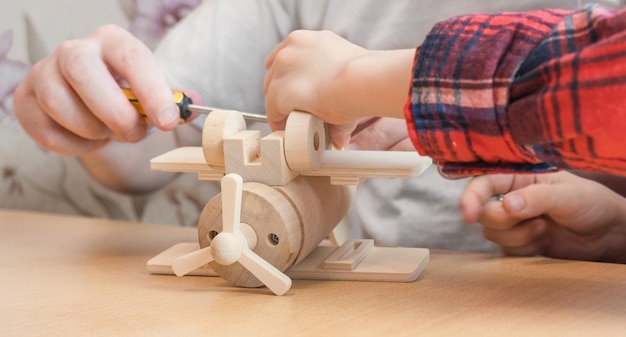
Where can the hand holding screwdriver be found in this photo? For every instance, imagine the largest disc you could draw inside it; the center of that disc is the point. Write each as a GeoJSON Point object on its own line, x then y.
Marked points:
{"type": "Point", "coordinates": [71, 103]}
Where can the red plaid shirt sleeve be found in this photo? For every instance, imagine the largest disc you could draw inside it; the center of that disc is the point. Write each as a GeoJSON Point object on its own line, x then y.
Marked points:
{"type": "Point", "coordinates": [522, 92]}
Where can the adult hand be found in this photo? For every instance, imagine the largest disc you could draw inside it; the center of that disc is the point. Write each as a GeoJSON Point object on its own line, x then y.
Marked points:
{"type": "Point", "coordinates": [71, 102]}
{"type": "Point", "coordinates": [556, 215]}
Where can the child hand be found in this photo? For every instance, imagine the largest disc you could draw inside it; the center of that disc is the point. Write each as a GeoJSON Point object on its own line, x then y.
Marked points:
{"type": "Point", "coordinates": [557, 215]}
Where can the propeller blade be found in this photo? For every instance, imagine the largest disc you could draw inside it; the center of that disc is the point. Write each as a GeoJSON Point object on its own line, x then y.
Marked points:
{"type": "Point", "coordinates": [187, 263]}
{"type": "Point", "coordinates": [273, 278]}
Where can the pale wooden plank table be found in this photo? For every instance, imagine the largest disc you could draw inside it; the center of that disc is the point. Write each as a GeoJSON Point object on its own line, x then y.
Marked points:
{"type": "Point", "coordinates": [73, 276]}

=====

INSTRUCTIONS TO FOLLOW:
Copy word for word everything from the line containing "Where can the pale" down to the end of the items above.

SOLUTION TO THE EXERCISE:
Where can the pale wooden plank table be found in this photo? For every instance, imagine the largest disc you could draw inside it; the center of that disc is the point. Write each as a GeoJSON Point object on its own line, x then y.
Marked points:
{"type": "Point", "coordinates": [73, 276]}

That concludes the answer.